RECORDS:
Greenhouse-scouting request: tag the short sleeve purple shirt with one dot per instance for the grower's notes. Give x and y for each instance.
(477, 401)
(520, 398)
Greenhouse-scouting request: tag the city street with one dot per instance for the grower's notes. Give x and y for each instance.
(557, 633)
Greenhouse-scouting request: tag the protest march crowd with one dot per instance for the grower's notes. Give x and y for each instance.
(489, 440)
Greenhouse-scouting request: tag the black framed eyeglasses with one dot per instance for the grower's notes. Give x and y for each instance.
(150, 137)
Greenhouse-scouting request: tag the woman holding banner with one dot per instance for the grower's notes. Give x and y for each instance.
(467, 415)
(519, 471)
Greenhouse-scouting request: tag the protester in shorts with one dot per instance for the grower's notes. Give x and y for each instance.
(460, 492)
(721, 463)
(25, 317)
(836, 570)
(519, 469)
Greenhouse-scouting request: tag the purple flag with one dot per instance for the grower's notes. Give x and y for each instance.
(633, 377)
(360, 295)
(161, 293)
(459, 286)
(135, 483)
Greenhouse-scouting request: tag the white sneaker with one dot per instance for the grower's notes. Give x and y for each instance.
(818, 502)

REQUEST: Retype the listing above line for line, with no changes.

SOLUTION FOR THIS EXERCISE:
Greenhouse-scouting request: tag the short sleeve purple shirt with one dot per instance for the grower's notes. Give x and y for each instance.
(477, 401)
(520, 398)
Greenhouse-scouting request: tag the city street with one dot per instance for the grower's notes. Give x and y for each instance.
(557, 633)
Greenhouse-scouting request: tag the protest march crowd with one dot per instance for the grower's notes. Give x and y for each instance.
(489, 440)
Greenhouse-scouting request: tag the black framed eyeglasses with one dot per instance for the grower's notes. Give x and y for each instance.
(150, 137)
Greenhouse-scouting request: tag the woman holding banner with one dot per instance for the grower's notes. Give x and y for each instance.
(467, 415)
(519, 471)
Greenhouse-scouting request: tag the protester in shorts with one dot per instance for the grower's notes. Give x and y for each instance.
(460, 492)
(721, 463)
(25, 317)
(836, 570)
(519, 469)
Greenhouse-scouting request: tag the purple flag with one dot per instance for the grower's notes. Give x and y for each instance.
(633, 377)
(360, 295)
(161, 293)
(459, 286)
(135, 483)
Greenhouse-scouting request: tag the white sneaker with one dot per instance for the grower's notes. Give x and y for each instance.
(818, 502)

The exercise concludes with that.